> [Tasks]
**A)** Please reproduce the part of the answer on IQueryable top-with-ties queries from "Do not use IEnumerable<T>" up to and including "memory using LinqToObjects.".
**B)** Continue the answer on IQueryable top-with-ties queries from the last line shown.

Do not use IEnumerable<T>
with anything touching a database!
A solution aimed at LinqToSql and LinqToEntities should not be using IEnumerable<T>
. Your current self answer will result in every single person being selected from the database and then being queried in memory using LinqToObjects.
To make a solution that is translated to SQL and executed by the database you have to use IQueryable<T>
and Expressions instead.
public static class QueryableExtensions
{
public static IQueryable<T> TopWithTies<T, TComparand>(this IQueryable<T> source, Expression<Func<T, TComparand>> topBy, int topCount)
{
if (source == null) throw new ArgumentNullException("source");
if (topBy == null) throw new ArgumentNullException("topBy");
if (topCount < 1) throw new ArgumentOutOfRangeException("topCount", string.Format("topCount must be greater than 0, was {0}", topCount));
var topValues = source.OrderBy(topBy)
.Select(topBy)
.Take(topCount);
var queryableMaxMethod = typeof(Queryable).GetMethods()
.Single(mi => mi.Name == "Max" &&
mi.GetParameters().Length == 1 &&
mi.IsGenericMethod)
.MakeGenericMethod(typeof(TComparand));
var lessThanOrEqualToMaxTopValue = Expression.Lambda<Func<T, bool>>(
Expression.LessThanOrEqual(
topBy.Body,
Expression.Call(
queryableMaxMethod,
topValues.Expression)),
new[] { topBy.Parameters.Single() });
var topNRowsWithTies = source.Where(lessThanOrEqualToMaxTopValue)
.OrderBy(topBy);
return topNRowsWithTies;
}
public static IQueryable<T> TopWithTiesDescending<T, TComparand>(this IQueryable<T> source, Expression<Func<T, TComparand>> topBy, int topCount)

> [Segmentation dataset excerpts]
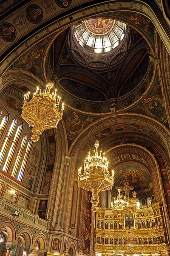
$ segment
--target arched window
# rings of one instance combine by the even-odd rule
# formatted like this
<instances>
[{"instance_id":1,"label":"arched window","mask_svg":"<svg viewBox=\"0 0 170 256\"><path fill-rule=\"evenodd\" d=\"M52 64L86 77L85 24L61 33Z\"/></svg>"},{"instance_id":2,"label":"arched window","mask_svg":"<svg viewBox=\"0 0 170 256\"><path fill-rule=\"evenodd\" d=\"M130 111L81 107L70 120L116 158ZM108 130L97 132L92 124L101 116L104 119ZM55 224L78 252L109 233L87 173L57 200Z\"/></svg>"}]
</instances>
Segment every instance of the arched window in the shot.
<instances>
[{"instance_id":1,"label":"arched window","mask_svg":"<svg viewBox=\"0 0 170 256\"><path fill-rule=\"evenodd\" d=\"M16 172L17 171L17 168L18 166L19 163L20 163L20 161L22 153L23 151L23 149L24 148L25 144L26 142L26 140L27 139L27 137L26 135L24 135L21 142L21 145L20 145L20 148L19 151L18 153L18 154L17 155L17 157L16 159L15 160L15 162L13 167L13 169L12 170L12 172L11 173L11 175L13 177L15 176Z\"/></svg>"},{"instance_id":2,"label":"arched window","mask_svg":"<svg viewBox=\"0 0 170 256\"><path fill-rule=\"evenodd\" d=\"M149 197L147 198L147 204L148 205L150 205L151 204L151 199L150 197Z\"/></svg>"},{"instance_id":3,"label":"arched window","mask_svg":"<svg viewBox=\"0 0 170 256\"><path fill-rule=\"evenodd\" d=\"M138 221L138 228L141 228L141 223L140 221Z\"/></svg>"},{"instance_id":4,"label":"arched window","mask_svg":"<svg viewBox=\"0 0 170 256\"><path fill-rule=\"evenodd\" d=\"M140 203L139 201L138 201L136 203L136 205L137 205L137 209L140 209Z\"/></svg>"},{"instance_id":5,"label":"arched window","mask_svg":"<svg viewBox=\"0 0 170 256\"><path fill-rule=\"evenodd\" d=\"M105 228L106 229L108 229L108 222L106 222L105 223Z\"/></svg>"},{"instance_id":6,"label":"arched window","mask_svg":"<svg viewBox=\"0 0 170 256\"><path fill-rule=\"evenodd\" d=\"M152 227L155 227L155 221L152 221Z\"/></svg>"},{"instance_id":7,"label":"arched window","mask_svg":"<svg viewBox=\"0 0 170 256\"><path fill-rule=\"evenodd\" d=\"M144 221L143 221L142 222L142 227L143 228L146 228L146 224Z\"/></svg>"},{"instance_id":8,"label":"arched window","mask_svg":"<svg viewBox=\"0 0 170 256\"><path fill-rule=\"evenodd\" d=\"M9 163L10 162L10 159L11 159L12 155L14 153L14 149L15 147L16 143L17 142L17 139L18 138L21 132L22 128L22 126L21 125L19 125L17 127L17 131L15 133L15 136L13 139L12 144L10 148L8 151L7 157L6 157L6 160L5 161L4 165L3 168L3 171L4 172L7 172L7 169L9 166Z\"/></svg>"},{"instance_id":9,"label":"arched window","mask_svg":"<svg viewBox=\"0 0 170 256\"><path fill-rule=\"evenodd\" d=\"M0 122L0 135L1 134L2 132L4 129L5 126L6 124L7 121L7 117L5 116L4 116Z\"/></svg>"},{"instance_id":10,"label":"arched window","mask_svg":"<svg viewBox=\"0 0 170 256\"><path fill-rule=\"evenodd\" d=\"M104 225L103 221L101 222L101 228L103 228Z\"/></svg>"},{"instance_id":11,"label":"arched window","mask_svg":"<svg viewBox=\"0 0 170 256\"><path fill-rule=\"evenodd\" d=\"M14 131L14 128L15 128L15 125L17 123L17 120L16 119L14 119L12 123L10 125L9 130L8 132L6 138L4 142L3 143L2 147L1 148L0 152L0 164L1 163L3 157L4 155L6 149L6 147L9 143L10 138L11 135Z\"/></svg>"},{"instance_id":12,"label":"arched window","mask_svg":"<svg viewBox=\"0 0 170 256\"><path fill-rule=\"evenodd\" d=\"M116 222L115 222L114 224L114 229L117 229L117 223Z\"/></svg>"},{"instance_id":13,"label":"arched window","mask_svg":"<svg viewBox=\"0 0 170 256\"><path fill-rule=\"evenodd\" d=\"M26 165L28 156L28 153L30 150L31 145L31 140L30 140L28 143L26 151L24 154L24 158L23 158L23 162L22 162L21 168L20 168L18 176L17 177L18 180L19 180L20 181L21 181L23 178L25 167L26 167Z\"/></svg>"},{"instance_id":14,"label":"arched window","mask_svg":"<svg viewBox=\"0 0 170 256\"><path fill-rule=\"evenodd\" d=\"M150 227L150 221L147 221L147 227L148 228L149 228Z\"/></svg>"},{"instance_id":15,"label":"arched window","mask_svg":"<svg viewBox=\"0 0 170 256\"><path fill-rule=\"evenodd\" d=\"M156 227L158 227L158 220L157 219L156 219Z\"/></svg>"}]
</instances>

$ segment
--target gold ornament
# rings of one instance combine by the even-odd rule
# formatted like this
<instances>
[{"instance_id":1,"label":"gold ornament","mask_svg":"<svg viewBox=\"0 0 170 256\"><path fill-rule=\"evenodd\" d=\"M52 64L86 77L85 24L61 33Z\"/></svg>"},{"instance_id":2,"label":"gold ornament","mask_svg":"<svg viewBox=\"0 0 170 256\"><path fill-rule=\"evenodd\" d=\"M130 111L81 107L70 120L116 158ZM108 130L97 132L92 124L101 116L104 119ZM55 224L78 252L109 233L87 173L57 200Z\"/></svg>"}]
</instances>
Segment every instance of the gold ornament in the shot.
<instances>
[{"instance_id":1,"label":"gold ornament","mask_svg":"<svg viewBox=\"0 0 170 256\"><path fill-rule=\"evenodd\" d=\"M114 184L114 172L110 176L108 171L109 163L107 159L99 155L98 148L99 143L96 141L94 155L90 156L90 152L86 160L85 160L84 172L81 175L81 168L79 169L79 186L88 191L91 191L92 209L96 211L99 202L99 193L112 188Z\"/></svg>"},{"instance_id":2,"label":"gold ornament","mask_svg":"<svg viewBox=\"0 0 170 256\"><path fill-rule=\"evenodd\" d=\"M33 126L31 139L34 142L38 141L40 135L45 130L57 128L62 119L64 104L60 110L59 105L61 98L60 96L57 97L57 90L55 93L50 93L53 87L54 82L51 81L42 92L41 89L39 91L37 87L29 101L30 93L25 95L21 116L30 126Z\"/></svg>"}]
</instances>

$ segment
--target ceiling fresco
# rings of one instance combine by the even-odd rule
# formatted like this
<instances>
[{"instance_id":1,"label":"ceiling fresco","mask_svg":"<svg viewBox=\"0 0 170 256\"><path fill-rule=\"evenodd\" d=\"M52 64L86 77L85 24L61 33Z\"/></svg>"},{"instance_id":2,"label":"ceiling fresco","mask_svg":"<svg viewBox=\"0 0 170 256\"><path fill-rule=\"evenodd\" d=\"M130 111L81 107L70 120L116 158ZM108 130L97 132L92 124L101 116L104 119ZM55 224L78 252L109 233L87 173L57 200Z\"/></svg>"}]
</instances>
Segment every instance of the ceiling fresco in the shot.
<instances>
[{"instance_id":1,"label":"ceiling fresco","mask_svg":"<svg viewBox=\"0 0 170 256\"><path fill-rule=\"evenodd\" d=\"M42 72L42 61L48 44L52 36L41 41L31 48L19 57L13 64L14 67L19 67L28 70L44 80Z\"/></svg>"},{"instance_id":2,"label":"ceiling fresco","mask_svg":"<svg viewBox=\"0 0 170 256\"><path fill-rule=\"evenodd\" d=\"M114 194L119 186L123 186L126 182L129 183L129 186L132 186L133 191L137 193L139 200L142 198L148 196L153 194L153 185L150 174L147 169L137 163L131 163L130 166L128 163L125 166L121 167L118 172L115 174L115 184L112 191L112 194ZM130 197L132 192L130 192ZM122 192L123 194L123 192Z\"/></svg>"},{"instance_id":3,"label":"ceiling fresco","mask_svg":"<svg viewBox=\"0 0 170 256\"><path fill-rule=\"evenodd\" d=\"M129 110L129 112L144 113L153 116L168 126L165 105L159 77L155 85L147 96L139 104Z\"/></svg>"}]
</instances>

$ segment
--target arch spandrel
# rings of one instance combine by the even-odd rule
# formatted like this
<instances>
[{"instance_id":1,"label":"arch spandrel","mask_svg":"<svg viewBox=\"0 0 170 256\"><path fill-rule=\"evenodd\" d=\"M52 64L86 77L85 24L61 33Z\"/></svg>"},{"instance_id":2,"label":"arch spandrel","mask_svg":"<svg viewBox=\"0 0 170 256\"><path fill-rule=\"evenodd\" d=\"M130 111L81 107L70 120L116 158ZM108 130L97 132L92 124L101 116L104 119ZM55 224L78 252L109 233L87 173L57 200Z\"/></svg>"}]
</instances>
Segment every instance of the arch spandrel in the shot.
<instances>
[{"instance_id":1,"label":"arch spandrel","mask_svg":"<svg viewBox=\"0 0 170 256\"><path fill-rule=\"evenodd\" d=\"M79 4L80 4L81 3L79 2ZM150 6L149 6L149 4ZM142 15L144 15L145 16L148 17L149 19L151 20L156 26L168 50L168 49L170 49L169 45L170 41L169 38L170 33L168 26L167 25L163 17L162 17L159 9L156 7L154 4L150 3L149 4L146 4L144 3L142 3L141 2L139 3L134 3L133 4L131 2L129 3L126 2L125 3L121 3L121 5L119 4L118 9L117 3L114 2L113 3L111 3L110 1L108 1L107 3L105 2L104 3L101 4L101 6L100 7L99 11L102 12L102 9L103 9L103 10L105 11L105 12L106 13L107 12L110 12L112 10L119 11L120 9L121 10L125 11L126 10L128 10L128 11L139 12ZM74 17L75 17L74 18L76 20L82 19L82 14L83 14L84 17L85 16L85 17L88 18L91 16L91 17L94 15L94 11L95 15L96 15L96 13L97 13L98 11L99 10L98 6L98 5L94 8L94 6L92 8L90 6L88 6L88 7L86 7L85 9L86 12L84 12L83 9L81 9L81 12L79 13L77 12L76 12L76 13L74 12L73 10L71 9L70 7L70 12L69 16L72 15ZM24 6L24 8L26 9L26 6ZM22 12L23 12L23 9ZM17 14L19 15L19 12L18 12ZM56 13L56 15L58 14L57 13ZM49 20L49 17L48 17L48 19ZM45 19L43 20L43 21L41 22L41 23L40 23L42 25L45 21ZM58 27L57 29L61 29L64 27L67 24L68 24L69 21L70 20L68 17L66 17L64 20L63 20L62 18L60 18L57 22L57 26ZM75 21L75 20L74 19L72 22ZM48 35L49 35L56 32L56 21L55 21L53 23L51 23L51 20L50 25L48 25L48 27L50 26L50 28L49 27L48 28L47 26L46 26L45 30L42 29L41 30L37 33L36 36L35 38L32 36L32 27L31 29L31 38L29 39L29 41L28 41L27 38L28 36L27 35L27 39L25 41L23 40L23 39L22 40L22 45L18 47L18 49L17 49L17 55L18 54L21 54L22 51L24 50L24 51L25 51L26 50L27 50L30 48L31 45L35 44L36 43L36 42L38 42L38 41L40 41L43 38L44 38L45 37L47 36ZM165 32L165 31L166 31L166 32ZM26 32L23 32L23 33L20 33L20 38L21 38L21 37L23 36L24 34L26 35ZM17 37L17 38L18 38ZM5 44L5 42L3 42L3 43L5 46L6 43ZM20 45L20 43L18 41L17 42L17 44L18 45ZM9 47L11 47L12 45L12 43L7 43L6 45L7 47L9 48ZM7 49L7 47L3 47L4 50ZM16 52L16 49L15 49L13 51L13 53ZM11 53L12 53L12 52L11 52ZM3 63L2 62L2 65L0 67L0 70L2 73L5 71L6 68L9 67L10 65L11 65L11 62L14 61L14 57L12 56L11 55L10 55L10 54L7 56L6 55L5 58L3 59Z\"/></svg>"},{"instance_id":2,"label":"arch spandrel","mask_svg":"<svg viewBox=\"0 0 170 256\"><path fill-rule=\"evenodd\" d=\"M96 121L96 123L95 123L94 125L92 125L90 127L84 129L71 145L69 151L69 155L75 156L76 155L77 156L79 154L78 148L76 148L78 145L79 148L81 148L92 136L95 136L97 133L99 133L104 129L112 126L114 125L115 121L117 122L118 125L126 123L135 123L149 127L156 132L162 138L168 148L168 145L167 142L170 139L170 135L168 129L165 125L149 116L135 113L126 113L125 114L119 114L116 117L108 116L102 118Z\"/></svg>"}]
</instances>

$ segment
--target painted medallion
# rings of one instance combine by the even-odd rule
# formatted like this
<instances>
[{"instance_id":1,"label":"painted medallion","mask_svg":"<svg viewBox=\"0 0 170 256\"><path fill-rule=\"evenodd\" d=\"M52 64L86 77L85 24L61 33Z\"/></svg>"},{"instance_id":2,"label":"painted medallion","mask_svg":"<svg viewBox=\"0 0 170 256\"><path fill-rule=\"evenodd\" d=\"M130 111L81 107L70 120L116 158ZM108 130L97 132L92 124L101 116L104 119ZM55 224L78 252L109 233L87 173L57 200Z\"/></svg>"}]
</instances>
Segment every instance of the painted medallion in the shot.
<instances>
[{"instance_id":1,"label":"painted medallion","mask_svg":"<svg viewBox=\"0 0 170 256\"><path fill-rule=\"evenodd\" d=\"M40 6L36 4L32 4L27 7L26 16L31 23L39 23L43 17L43 12Z\"/></svg>"},{"instance_id":2,"label":"painted medallion","mask_svg":"<svg viewBox=\"0 0 170 256\"><path fill-rule=\"evenodd\" d=\"M107 34L113 29L115 20L110 19L91 19L85 20L87 29L94 35L100 35Z\"/></svg>"},{"instance_id":3,"label":"painted medallion","mask_svg":"<svg viewBox=\"0 0 170 256\"><path fill-rule=\"evenodd\" d=\"M55 0L57 4L62 8L65 8L71 3L72 0Z\"/></svg>"},{"instance_id":4,"label":"painted medallion","mask_svg":"<svg viewBox=\"0 0 170 256\"><path fill-rule=\"evenodd\" d=\"M10 23L3 23L0 27L0 35L6 42L13 41L17 35L14 26Z\"/></svg>"}]
</instances>

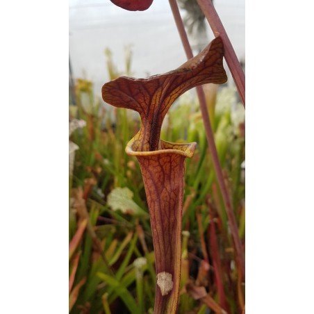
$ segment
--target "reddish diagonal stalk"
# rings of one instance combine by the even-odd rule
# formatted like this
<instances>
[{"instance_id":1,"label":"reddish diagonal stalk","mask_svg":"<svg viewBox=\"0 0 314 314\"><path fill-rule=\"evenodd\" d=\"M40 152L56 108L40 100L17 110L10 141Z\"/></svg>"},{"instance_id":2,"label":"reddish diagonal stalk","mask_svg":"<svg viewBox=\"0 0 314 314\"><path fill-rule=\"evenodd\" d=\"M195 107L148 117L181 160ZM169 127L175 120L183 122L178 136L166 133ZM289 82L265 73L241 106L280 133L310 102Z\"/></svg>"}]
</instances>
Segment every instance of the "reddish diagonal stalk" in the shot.
<instances>
[{"instance_id":1,"label":"reddish diagonal stalk","mask_svg":"<svg viewBox=\"0 0 314 314\"><path fill-rule=\"evenodd\" d=\"M183 23L179 11L178 5L176 0L169 0L169 2L170 3L174 20L176 22L176 27L178 28L178 31L180 34L182 43L183 44L184 50L185 51L185 54L188 57L188 59L190 59L191 58L193 58L193 53L192 52L188 36L186 35L185 30L184 29ZM222 199L226 207L226 211L228 215L228 220L229 222L232 238L233 239L236 250L237 252L238 263L241 269L242 275L244 279L245 278L245 263L243 249L242 247L241 241L240 240L239 233L238 231L237 223L234 217L233 208L232 208L229 195L224 183L222 170L220 166L220 163L219 161L218 153L217 152L216 145L215 144L214 135L210 125L210 121L209 119L209 115L207 110L205 94L201 86L197 86L196 89L197 92L197 97L199 101L201 112L203 117L207 142L208 143L209 151L212 156L214 170L216 173L216 176L218 181L220 190L222 192Z\"/></svg>"},{"instance_id":2,"label":"reddish diagonal stalk","mask_svg":"<svg viewBox=\"0 0 314 314\"><path fill-rule=\"evenodd\" d=\"M230 69L232 77L238 88L240 97L245 108L245 76L241 65L238 60L236 52L229 38L222 25L217 11L211 0L197 0L199 7L206 17L215 37L220 36L224 42L224 58Z\"/></svg>"}]
</instances>

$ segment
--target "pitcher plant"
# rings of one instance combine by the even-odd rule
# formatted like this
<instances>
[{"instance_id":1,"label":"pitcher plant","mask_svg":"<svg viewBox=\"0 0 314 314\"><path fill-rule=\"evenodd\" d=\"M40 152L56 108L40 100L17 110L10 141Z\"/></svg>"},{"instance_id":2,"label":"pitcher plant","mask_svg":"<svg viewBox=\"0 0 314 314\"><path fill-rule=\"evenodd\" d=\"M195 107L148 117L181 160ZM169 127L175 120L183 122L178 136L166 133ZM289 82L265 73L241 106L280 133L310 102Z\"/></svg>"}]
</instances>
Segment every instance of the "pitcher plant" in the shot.
<instances>
[{"instance_id":1,"label":"pitcher plant","mask_svg":"<svg viewBox=\"0 0 314 314\"><path fill-rule=\"evenodd\" d=\"M106 103L135 110L142 120L126 152L140 163L149 210L157 274L156 314L174 313L178 306L185 160L197 146L160 140L163 121L176 99L187 90L226 81L223 56L223 42L217 37L175 70L147 78L121 76L102 88Z\"/></svg>"}]
</instances>

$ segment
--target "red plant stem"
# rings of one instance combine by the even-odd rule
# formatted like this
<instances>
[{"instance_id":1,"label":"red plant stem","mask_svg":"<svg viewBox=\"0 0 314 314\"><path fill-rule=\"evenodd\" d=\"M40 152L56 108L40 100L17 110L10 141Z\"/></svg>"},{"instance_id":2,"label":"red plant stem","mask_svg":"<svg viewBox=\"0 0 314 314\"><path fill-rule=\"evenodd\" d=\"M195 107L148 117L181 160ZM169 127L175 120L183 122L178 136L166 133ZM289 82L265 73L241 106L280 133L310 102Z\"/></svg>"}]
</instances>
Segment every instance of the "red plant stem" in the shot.
<instances>
[{"instance_id":1,"label":"red plant stem","mask_svg":"<svg viewBox=\"0 0 314 314\"><path fill-rule=\"evenodd\" d=\"M176 27L178 28L180 37L185 51L185 54L188 59L193 58L193 53L192 52L191 47L186 35L185 30L184 28L183 22L179 11L178 5L176 0L169 0L170 7L172 10L172 14L176 22ZM224 176L222 174L222 170L220 166L219 160L218 153L217 152L216 145L215 144L214 135L210 125L210 121L209 119L208 111L207 110L206 101L205 99L205 94L201 86L197 86L196 88L197 97L199 101L199 106L201 108L201 115L203 117L203 121L204 124L205 132L206 134L207 142L208 144L208 149L212 156L213 163L214 165L214 170L216 173L218 184L222 192L222 199L224 200L224 206L226 207L226 211L228 216L228 220L229 222L230 230L231 232L232 238L233 239L236 250L238 256L238 261L240 268L241 270L242 278L245 278L245 263L243 254L243 249L241 245L241 241L239 237L239 233L238 231L237 223L234 217L233 209L230 200L229 195L226 187Z\"/></svg>"},{"instance_id":2,"label":"red plant stem","mask_svg":"<svg viewBox=\"0 0 314 314\"><path fill-rule=\"evenodd\" d=\"M197 0L199 7L206 17L215 37L220 36L224 42L224 58L228 65L240 97L245 108L245 76L229 38L222 25L211 0Z\"/></svg>"}]
</instances>

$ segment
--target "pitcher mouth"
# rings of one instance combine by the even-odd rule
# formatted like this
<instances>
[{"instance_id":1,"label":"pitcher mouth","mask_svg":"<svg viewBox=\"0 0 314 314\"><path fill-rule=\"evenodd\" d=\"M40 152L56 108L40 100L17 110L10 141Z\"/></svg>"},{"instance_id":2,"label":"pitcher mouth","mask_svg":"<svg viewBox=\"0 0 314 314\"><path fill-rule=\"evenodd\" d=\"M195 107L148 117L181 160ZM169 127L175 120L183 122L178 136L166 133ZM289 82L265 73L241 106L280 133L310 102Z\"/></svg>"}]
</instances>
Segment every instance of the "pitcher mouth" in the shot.
<instances>
[{"instance_id":1,"label":"pitcher mouth","mask_svg":"<svg viewBox=\"0 0 314 314\"><path fill-rule=\"evenodd\" d=\"M160 140L160 149L156 151L142 151L133 150L133 147L134 142L133 138L126 144L125 151L128 155L145 156L160 155L163 154L177 154L178 155L182 155L184 157L190 158L193 156L197 145L196 142L192 142L191 143L173 143L172 142Z\"/></svg>"}]
</instances>

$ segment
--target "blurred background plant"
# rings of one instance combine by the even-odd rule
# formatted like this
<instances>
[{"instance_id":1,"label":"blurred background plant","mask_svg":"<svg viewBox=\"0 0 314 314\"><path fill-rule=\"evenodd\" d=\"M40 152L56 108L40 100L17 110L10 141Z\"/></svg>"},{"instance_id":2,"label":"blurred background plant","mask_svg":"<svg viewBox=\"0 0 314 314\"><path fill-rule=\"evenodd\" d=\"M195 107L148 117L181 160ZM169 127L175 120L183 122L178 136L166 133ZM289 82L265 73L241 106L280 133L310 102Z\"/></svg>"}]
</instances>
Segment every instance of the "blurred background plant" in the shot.
<instances>
[{"instance_id":1,"label":"blurred background plant","mask_svg":"<svg viewBox=\"0 0 314 314\"><path fill-rule=\"evenodd\" d=\"M125 52L120 73L106 50L110 79L131 75L131 49ZM69 179L69 311L153 313L156 273L144 185L138 163L124 153L139 117L106 106L85 78L73 89L70 124L78 121L80 127L69 138L76 149ZM244 247L244 108L236 88L208 84L204 90ZM179 313L241 313L245 287L192 91L172 106L161 137L198 143L186 165Z\"/></svg>"}]
</instances>

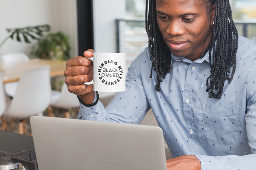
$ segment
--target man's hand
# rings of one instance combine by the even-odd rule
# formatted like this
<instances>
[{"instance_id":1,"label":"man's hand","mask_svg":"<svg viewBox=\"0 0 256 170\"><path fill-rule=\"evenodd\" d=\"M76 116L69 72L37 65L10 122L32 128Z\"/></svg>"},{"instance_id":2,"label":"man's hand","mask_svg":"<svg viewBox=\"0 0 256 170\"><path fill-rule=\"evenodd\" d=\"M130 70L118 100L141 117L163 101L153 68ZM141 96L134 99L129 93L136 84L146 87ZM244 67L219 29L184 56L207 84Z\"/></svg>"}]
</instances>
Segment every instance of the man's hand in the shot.
<instances>
[{"instance_id":1,"label":"man's hand","mask_svg":"<svg viewBox=\"0 0 256 170\"><path fill-rule=\"evenodd\" d=\"M201 170L201 163L193 155L184 155L166 161L167 170Z\"/></svg>"},{"instance_id":2,"label":"man's hand","mask_svg":"<svg viewBox=\"0 0 256 170\"><path fill-rule=\"evenodd\" d=\"M89 49L84 51L86 57L93 57L93 50ZM93 85L85 85L84 82L90 82L93 78L93 62L82 57L77 57L67 62L64 71L65 83L68 91L77 95L86 104L91 104L95 97Z\"/></svg>"}]
</instances>

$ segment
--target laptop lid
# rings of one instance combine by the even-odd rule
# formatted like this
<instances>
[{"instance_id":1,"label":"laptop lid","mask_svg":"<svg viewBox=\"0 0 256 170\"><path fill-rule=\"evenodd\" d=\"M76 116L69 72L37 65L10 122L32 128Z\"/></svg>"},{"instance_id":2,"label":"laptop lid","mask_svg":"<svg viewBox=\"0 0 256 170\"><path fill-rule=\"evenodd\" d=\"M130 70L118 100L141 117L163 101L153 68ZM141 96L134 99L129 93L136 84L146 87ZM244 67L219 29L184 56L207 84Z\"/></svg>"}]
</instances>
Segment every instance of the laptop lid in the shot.
<instances>
[{"instance_id":1,"label":"laptop lid","mask_svg":"<svg viewBox=\"0 0 256 170\"><path fill-rule=\"evenodd\" d=\"M158 127L32 116L38 169L166 170Z\"/></svg>"}]
</instances>

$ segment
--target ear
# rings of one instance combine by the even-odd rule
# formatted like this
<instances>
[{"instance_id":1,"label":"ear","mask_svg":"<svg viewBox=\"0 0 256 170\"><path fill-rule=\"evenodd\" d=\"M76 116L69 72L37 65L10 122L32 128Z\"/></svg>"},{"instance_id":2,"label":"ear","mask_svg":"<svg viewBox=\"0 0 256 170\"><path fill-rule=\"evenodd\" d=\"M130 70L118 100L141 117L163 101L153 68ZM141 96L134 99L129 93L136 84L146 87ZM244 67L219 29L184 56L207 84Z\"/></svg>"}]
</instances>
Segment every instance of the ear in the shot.
<instances>
[{"instance_id":1,"label":"ear","mask_svg":"<svg viewBox=\"0 0 256 170\"><path fill-rule=\"evenodd\" d=\"M214 16L215 15L215 7L216 6L216 4L214 4L212 7L212 8L211 9L211 11L210 11L210 23L211 26L213 26L213 22L214 22ZM216 11L217 12L217 11ZM217 15L217 13L216 14Z\"/></svg>"}]
</instances>

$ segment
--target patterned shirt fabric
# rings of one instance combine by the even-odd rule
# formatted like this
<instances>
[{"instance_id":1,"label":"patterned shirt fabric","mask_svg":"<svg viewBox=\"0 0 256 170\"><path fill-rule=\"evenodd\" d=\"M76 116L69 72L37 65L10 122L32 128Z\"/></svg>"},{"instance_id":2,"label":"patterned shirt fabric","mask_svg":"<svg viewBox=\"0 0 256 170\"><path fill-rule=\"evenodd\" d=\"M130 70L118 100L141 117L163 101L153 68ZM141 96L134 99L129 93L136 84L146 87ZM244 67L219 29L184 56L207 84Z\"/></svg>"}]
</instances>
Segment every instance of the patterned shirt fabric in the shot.
<instances>
[{"instance_id":1,"label":"patterned shirt fabric","mask_svg":"<svg viewBox=\"0 0 256 170\"><path fill-rule=\"evenodd\" d=\"M128 69L126 91L105 108L80 104L79 119L139 124L151 108L173 157L195 155L202 170L256 170L256 43L239 36L236 56L217 99L206 91L208 53L193 62L172 55L157 92L146 48Z\"/></svg>"}]
</instances>

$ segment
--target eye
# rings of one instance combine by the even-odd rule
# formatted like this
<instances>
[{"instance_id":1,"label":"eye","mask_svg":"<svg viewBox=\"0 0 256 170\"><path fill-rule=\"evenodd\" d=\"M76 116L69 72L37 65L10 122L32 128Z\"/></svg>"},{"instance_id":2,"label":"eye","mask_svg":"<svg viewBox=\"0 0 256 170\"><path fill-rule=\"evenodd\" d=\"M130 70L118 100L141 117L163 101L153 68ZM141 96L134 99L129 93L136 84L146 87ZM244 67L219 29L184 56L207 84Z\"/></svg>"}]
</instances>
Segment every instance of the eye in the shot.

> [Task-by-task results]
**A)**
Do not use IEnumerable<T>
with anything touching a database!
A solution aimed at LinqToSql and LinqToEntities should not be using IEnumerable<T>
. Your current self answer will result in every single person being selected from the database and then being queried in memory using LinqToObjects.

**B)**
{
if (source == null) throw new ArgumentNullException("source");
if (topBy == null) throw new ArgumentNullException("topBy");
if (topCount < 1) throw new ArgumentOutOfRangeException("topCount", string.Format("topCount must be greater than 0, was {0}", topCount));
var topValues = source.OrderByDescending(topBy)
.Select(topBy)
.Take(topCount);
var queryableMinMethod = typeof(Queryable).GetMethods()
.Single(mi => mi.Name == "Min" &&
mi.GetParameters().Length == 1 &&
mi.IsGenericMethod)
.MakeGenericMethod(typeof(TComparand));
var greaterThanOrEqualToMinTopValue = Expression.Lambda<Func<T, bool>>(
Expression.GreaterThanOrEqual(
topBy.Body,
Expression.Call(queryableMinMethod,
topValues.Expression)),
new[] { topBy.Parameters.Single() });
var topNRowsWithTies = source.Where(greaterThanOrEqualToMinTopValue)
.OrderByDescending(topBy);
return topNRowsWithTies;
}
}
This creates queries of the following form:
SELECT [t0].[Id], [t0].[Name], [t0].[Score]
FROM [Person] AS [t0]
WHERE [t0].[Score] >= ((
SELECT MIN([t2].[Score])
FROM (
SELECT TOP (3) [t1].[Score]
FROM [Person] AS [t1]
ORDER BY [t1].[Score] DESC
) AS [t2]
))
ORDER BY [t0].[Score] DESC
That query is only about 50% worse than the baseline query:
SELECT TOP (3) WITH TIES
[t0].[Id],
[t0].[Name],
[t0].[Score]
FROM
[Person] AS [t0]
ORDER BY [t0].[Score] desc
With a data set consisting of your original 5 records and an additional 10000 records all with scores less than the original both of these are more or less instant (less than 20 milliseconds).
The IEnumerable<T>
approach took a whole 2 minutes!
If the expression building and reflection seems scary the same thing can be achieved with a join:
public static IQueryable<T> TopWithTiesDescendingJoin<T, TComparand>(this IQueryable<T> source, Expression<Func<T, TComparand>> topBy, int topCount)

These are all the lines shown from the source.